Which lines below contain the string "stool", matching case? Locate each one and copy it out in full.

[Begin Data to use]

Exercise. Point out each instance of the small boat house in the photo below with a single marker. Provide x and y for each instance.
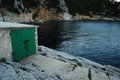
(17, 41)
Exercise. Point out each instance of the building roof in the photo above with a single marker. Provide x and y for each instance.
(15, 25)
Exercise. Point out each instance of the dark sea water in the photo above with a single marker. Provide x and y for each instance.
(98, 41)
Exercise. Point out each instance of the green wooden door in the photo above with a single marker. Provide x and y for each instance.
(23, 43)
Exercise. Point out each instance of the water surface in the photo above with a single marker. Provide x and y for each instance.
(96, 40)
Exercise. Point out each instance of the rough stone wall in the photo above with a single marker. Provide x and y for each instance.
(5, 44)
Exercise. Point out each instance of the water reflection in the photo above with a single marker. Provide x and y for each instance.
(95, 40)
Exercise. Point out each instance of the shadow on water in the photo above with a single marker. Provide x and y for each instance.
(95, 40)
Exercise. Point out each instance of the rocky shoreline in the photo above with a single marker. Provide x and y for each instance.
(49, 64)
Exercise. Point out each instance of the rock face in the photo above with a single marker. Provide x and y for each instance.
(33, 10)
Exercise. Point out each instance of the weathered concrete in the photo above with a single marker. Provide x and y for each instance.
(5, 44)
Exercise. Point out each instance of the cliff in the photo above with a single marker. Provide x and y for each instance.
(33, 10)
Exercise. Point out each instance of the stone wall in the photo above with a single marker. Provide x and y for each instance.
(5, 44)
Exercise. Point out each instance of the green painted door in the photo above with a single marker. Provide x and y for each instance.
(23, 43)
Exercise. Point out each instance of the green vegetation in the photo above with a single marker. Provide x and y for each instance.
(104, 69)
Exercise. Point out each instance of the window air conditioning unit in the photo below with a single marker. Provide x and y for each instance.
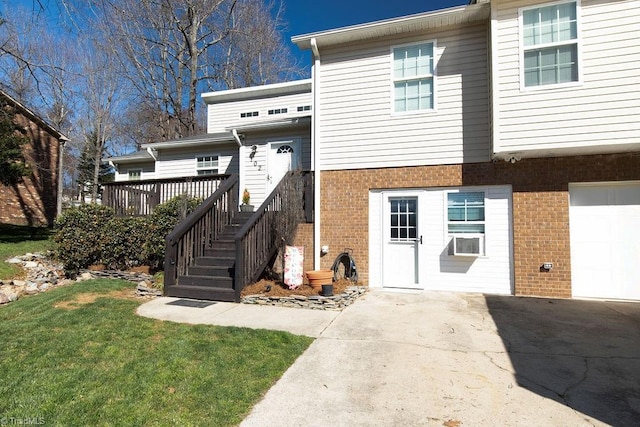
(468, 245)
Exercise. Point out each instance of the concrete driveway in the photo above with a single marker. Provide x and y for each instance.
(443, 359)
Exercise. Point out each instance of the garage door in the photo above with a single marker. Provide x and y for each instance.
(605, 240)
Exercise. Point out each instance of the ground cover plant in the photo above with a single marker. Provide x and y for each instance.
(79, 355)
(18, 240)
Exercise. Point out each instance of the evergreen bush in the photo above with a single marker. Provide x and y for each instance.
(80, 236)
(92, 234)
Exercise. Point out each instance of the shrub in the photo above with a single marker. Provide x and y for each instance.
(92, 234)
(163, 220)
(124, 241)
(79, 236)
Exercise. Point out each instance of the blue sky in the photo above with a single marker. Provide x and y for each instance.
(308, 16)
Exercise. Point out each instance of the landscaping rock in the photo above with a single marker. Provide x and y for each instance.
(42, 274)
(336, 302)
(144, 289)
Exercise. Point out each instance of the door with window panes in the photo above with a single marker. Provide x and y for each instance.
(402, 241)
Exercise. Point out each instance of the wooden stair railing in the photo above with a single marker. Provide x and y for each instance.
(199, 230)
(216, 251)
(256, 241)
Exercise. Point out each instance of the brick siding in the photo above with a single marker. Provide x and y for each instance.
(540, 208)
(34, 201)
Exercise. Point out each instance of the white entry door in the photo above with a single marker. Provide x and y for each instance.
(401, 242)
(605, 240)
(283, 157)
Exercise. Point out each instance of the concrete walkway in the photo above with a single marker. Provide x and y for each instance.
(443, 359)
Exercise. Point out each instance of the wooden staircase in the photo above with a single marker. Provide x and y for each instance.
(211, 276)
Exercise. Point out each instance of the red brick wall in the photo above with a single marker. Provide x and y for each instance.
(34, 201)
(540, 208)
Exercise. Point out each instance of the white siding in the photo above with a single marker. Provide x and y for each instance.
(148, 171)
(227, 114)
(491, 273)
(357, 128)
(182, 162)
(254, 177)
(600, 112)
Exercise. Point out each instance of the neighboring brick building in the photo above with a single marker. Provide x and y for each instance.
(34, 201)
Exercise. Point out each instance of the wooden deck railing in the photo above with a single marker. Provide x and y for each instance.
(256, 241)
(198, 230)
(140, 197)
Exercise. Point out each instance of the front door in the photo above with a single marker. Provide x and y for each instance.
(402, 242)
(283, 157)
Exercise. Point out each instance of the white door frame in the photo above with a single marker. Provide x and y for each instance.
(385, 237)
(295, 144)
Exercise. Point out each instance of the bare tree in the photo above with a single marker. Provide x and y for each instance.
(254, 51)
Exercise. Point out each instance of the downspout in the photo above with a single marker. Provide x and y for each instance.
(241, 168)
(60, 177)
(315, 161)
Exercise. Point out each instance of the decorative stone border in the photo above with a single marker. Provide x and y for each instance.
(43, 274)
(336, 302)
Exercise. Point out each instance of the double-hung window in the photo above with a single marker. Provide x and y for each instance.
(134, 174)
(550, 44)
(465, 212)
(207, 165)
(413, 77)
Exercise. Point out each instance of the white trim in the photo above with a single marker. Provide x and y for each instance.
(195, 159)
(257, 91)
(577, 42)
(315, 151)
(297, 151)
(433, 76)
(494, 93)
(129, 170)
(447, 236)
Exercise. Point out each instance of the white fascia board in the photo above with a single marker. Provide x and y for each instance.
(276, 89)
(275, 124)
(395, 26)
(218, 138)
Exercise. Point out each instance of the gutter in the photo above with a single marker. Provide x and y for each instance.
(234, 132)
(315, 159)
(153, 153)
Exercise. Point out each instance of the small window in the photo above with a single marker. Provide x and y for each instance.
(550, 44)
(413, 77)
(404, 217)
(465, 212)
(134, 174)
(207, 165)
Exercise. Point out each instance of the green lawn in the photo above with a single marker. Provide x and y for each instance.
(79, 355)
(18, 240)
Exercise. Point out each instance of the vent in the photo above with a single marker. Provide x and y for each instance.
(468, 245)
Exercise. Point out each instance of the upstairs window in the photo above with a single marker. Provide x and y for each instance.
(207, 165)
(550, 44)
(413, 77)
(134, 174)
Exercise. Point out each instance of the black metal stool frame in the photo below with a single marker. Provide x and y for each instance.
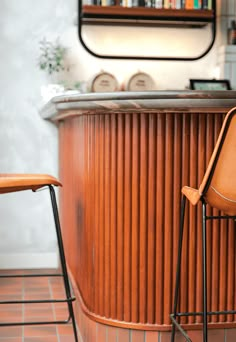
(205, 313)
(69, 298)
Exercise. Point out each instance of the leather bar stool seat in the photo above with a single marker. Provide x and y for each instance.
(21, 182)
(217, 190)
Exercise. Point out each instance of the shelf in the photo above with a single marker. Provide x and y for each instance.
(119, 14)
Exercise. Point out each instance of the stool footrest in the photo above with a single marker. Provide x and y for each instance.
(33, 275)
(34, 323)
(182, 331)
(38, 301)
(185, 314)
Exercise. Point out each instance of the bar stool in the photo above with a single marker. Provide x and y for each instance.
(19, 182)
(218, 190)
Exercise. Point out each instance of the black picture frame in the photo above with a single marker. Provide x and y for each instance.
(209, 84)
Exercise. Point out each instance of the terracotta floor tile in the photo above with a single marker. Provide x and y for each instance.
(6, 332)
(68, 339)
(38, 289)
(65, 329)
(39, 331)
(13, 339)
(41, 339)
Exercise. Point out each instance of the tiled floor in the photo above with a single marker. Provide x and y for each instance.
(33, 288)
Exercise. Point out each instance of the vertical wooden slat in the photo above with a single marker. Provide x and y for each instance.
(120, 218)
(143, 220)
(107, 213)
(200, 173)
(168, 202)
(177, 171)
(113, 226)
(151, 217)
(208, 152)
(185, 180)
(101, 216)
(192, 215)
(135, 218)
(96, 216)
(160, 172)
(128, 171)
(216, 242)
(127, 219)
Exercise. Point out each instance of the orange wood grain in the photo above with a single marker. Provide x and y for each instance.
(122, 174)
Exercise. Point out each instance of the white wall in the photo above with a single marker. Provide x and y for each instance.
(28, 143)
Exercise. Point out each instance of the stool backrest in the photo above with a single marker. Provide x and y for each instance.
(218, 187)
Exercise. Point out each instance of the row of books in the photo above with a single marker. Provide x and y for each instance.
(167, 4)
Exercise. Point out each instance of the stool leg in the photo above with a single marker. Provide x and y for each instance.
(204, 269)
(63, 259)
(177, 281)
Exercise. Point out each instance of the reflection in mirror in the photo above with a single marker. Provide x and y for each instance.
(151, 42)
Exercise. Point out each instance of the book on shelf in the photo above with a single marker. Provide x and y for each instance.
(158, 4)
(166, 3)
(189, 4)
(178, 4)
(204, 4)
(196, 4)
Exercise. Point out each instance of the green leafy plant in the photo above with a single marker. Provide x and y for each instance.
(52, 57)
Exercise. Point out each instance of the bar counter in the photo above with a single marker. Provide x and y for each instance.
(123, 160)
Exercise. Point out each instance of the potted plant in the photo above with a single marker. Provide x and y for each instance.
(52, 61)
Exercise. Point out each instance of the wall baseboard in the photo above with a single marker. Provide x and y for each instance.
(28, 260)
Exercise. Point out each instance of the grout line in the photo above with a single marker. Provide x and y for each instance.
(23, 308)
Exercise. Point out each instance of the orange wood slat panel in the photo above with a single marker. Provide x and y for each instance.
(135, 219)
(122, 176)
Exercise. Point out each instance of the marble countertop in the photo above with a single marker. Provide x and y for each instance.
(69, 104)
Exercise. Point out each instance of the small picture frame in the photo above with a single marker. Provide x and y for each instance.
(208, 84)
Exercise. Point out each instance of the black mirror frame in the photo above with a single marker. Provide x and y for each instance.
(80, 17)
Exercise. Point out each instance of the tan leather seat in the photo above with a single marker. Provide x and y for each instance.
(18, 182)
(218, 190)
(218, 186)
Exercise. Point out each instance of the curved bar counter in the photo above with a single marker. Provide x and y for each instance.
(123, 160)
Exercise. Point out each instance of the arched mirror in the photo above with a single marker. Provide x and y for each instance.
(112, 29)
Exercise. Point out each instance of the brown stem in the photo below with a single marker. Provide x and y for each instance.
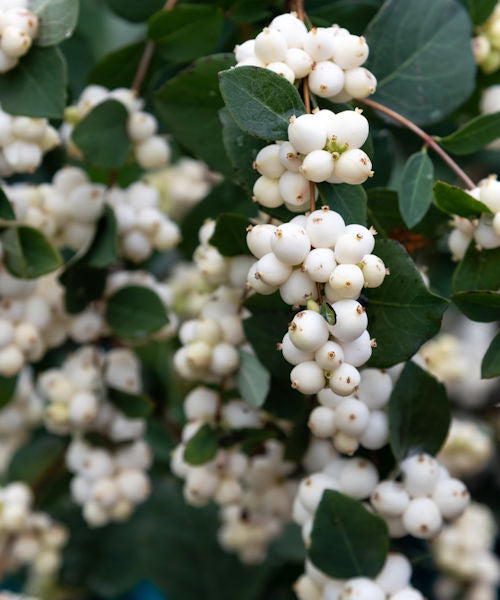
(147, 56)
(429, 140)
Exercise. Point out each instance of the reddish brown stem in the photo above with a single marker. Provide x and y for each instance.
(429, 140)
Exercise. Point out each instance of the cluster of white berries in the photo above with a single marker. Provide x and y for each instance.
(19, 417)
(32, 320)
(330, 57)
(210, 341)
(486, 230)
(107, 483)
(486, 45)
(150, 150)
(254, 495)
(426, 496)
(182, 185)
(23, 140)
(359, 419)
(465, 552)
(18, 29)
(65, 211)
(454, 357)
(468, 448)
(392, 583)
(322, 146)
(30, 538)
(142, 226)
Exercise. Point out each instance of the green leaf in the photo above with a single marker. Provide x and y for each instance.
(478, 270)
(7, 389)
(260, 101)
(347, 540)
(6, 211)
(135, 312)
(490, 367)
(419, 413)
(423, 68)
(479, 10)
(482, 306)
(177, 32)
(230, 234)
(455, 201)
(27, 253)
(474, 135)
(415, 195)
(202, 447)
(241, 150)
(348, 200)
(102, 135)
(402, 313)
(104, 247)
(253, 379)
(57, 20)
(118, 68)
(133, 406)
(37, 86)
(189, 104)
(135, 10)
(328, 313)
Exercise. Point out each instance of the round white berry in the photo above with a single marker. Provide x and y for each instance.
(451, 497)
(266, 192)
(326, 79)
(270, 46)
(322, 422)
(395, 574)
(329, 356)
(350, 51)
(390, 499)
(344, 380)
(324, 227)
(422, 518)
(306, 133)
(352, 417)
(420, 475)
(353, 166)
(308, 331)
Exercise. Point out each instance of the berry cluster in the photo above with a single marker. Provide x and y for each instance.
(359, 419)
(426, 496)
(19, 417)
(18, 29)
(486, 231)
(108, 482)
(322, 146)
(392, 583)
(465, 552)
(330, 57)
(142, 226)
(254, 497)
(150, 150)
(32, 539)
(486, 45)
(23, 140)
(65, 211)
(468, 448)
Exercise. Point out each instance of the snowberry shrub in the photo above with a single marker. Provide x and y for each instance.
(249, 283)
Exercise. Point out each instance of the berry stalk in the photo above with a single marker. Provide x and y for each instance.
(429, 140)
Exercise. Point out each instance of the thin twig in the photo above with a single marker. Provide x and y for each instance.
(147, 56)
(429, 140)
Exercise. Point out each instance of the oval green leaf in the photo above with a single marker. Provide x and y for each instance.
(347, 540)
(260, 101)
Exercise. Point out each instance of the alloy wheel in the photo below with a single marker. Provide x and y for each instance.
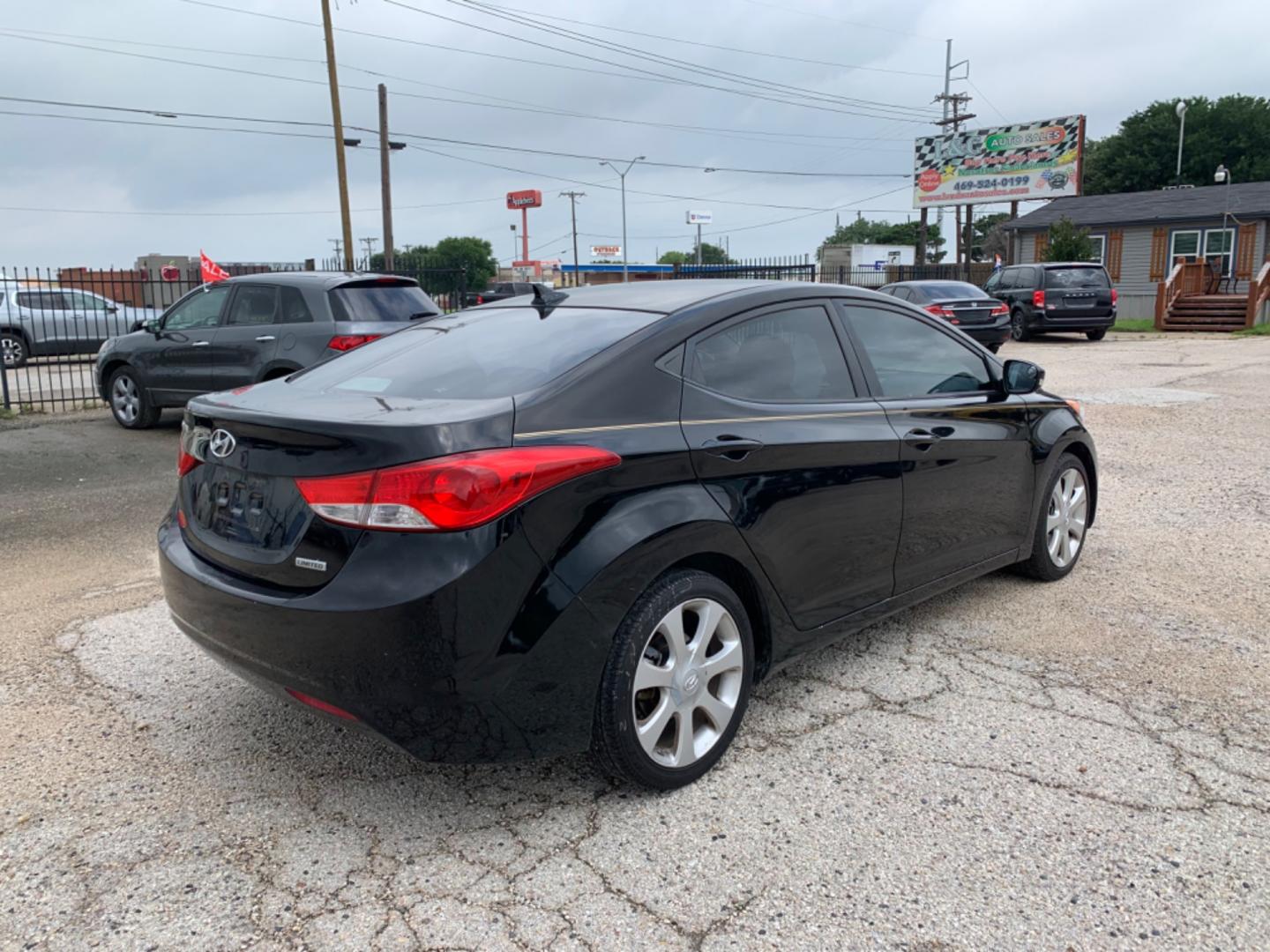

[End Data to use]

Finished task ->
Exercise. Point out each instance of the black metal stool frame in the photo below with a single marker. Provide x and y for each instance.
Exercise. Point out each instance of the leather bar stool seat in the photo above with a single marker. Provide x and y for each instance.
Exercise. Point out each instance of the stool footrest in the photo above with a single marker. Provide x and y for each instance.
Exercise. Point out each instance of the bar stool in the photo above with a single marker. Provide x and y for each instance.
Exercise. Point out each instance of the stool backrest in the photo above with a single marker. Provide x and y for each instance.
Exercise. Point out each instance of the stool leg in the photo above with a single marker. Provide x and y for each instance.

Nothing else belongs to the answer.